Start of Block

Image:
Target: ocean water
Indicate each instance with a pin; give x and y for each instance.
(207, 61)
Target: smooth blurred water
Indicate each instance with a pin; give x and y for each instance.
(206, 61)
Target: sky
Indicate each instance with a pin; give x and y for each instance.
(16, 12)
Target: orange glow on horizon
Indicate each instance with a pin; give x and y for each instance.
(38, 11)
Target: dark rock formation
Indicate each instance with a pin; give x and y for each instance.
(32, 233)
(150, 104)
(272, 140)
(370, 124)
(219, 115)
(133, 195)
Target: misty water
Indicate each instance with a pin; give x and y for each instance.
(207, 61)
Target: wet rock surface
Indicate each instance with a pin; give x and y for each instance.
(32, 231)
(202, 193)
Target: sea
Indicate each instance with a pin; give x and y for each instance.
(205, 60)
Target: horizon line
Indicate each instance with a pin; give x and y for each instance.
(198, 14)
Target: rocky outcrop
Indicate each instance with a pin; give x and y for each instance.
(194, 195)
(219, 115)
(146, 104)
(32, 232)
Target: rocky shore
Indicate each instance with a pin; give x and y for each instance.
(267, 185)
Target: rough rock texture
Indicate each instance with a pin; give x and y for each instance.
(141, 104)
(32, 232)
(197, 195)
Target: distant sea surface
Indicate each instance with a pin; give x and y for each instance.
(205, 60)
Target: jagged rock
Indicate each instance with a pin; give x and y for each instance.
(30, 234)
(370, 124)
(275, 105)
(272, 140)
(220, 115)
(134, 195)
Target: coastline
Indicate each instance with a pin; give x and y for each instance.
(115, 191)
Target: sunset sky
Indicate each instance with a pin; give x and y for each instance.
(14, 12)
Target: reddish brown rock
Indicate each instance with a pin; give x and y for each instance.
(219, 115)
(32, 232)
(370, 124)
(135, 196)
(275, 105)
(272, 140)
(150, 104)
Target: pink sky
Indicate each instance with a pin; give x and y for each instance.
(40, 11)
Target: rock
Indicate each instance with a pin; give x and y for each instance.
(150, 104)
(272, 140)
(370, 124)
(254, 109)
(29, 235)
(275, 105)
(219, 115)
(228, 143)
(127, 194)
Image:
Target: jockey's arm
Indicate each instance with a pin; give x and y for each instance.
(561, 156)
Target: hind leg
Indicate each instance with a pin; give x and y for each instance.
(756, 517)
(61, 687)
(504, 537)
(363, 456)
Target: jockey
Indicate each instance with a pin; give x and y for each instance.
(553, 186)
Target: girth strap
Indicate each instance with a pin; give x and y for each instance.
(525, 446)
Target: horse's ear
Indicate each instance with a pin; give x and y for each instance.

End of Block

Within the data above, how many lines include the string "rocky"? Only the number is required.

## Exercise solution
2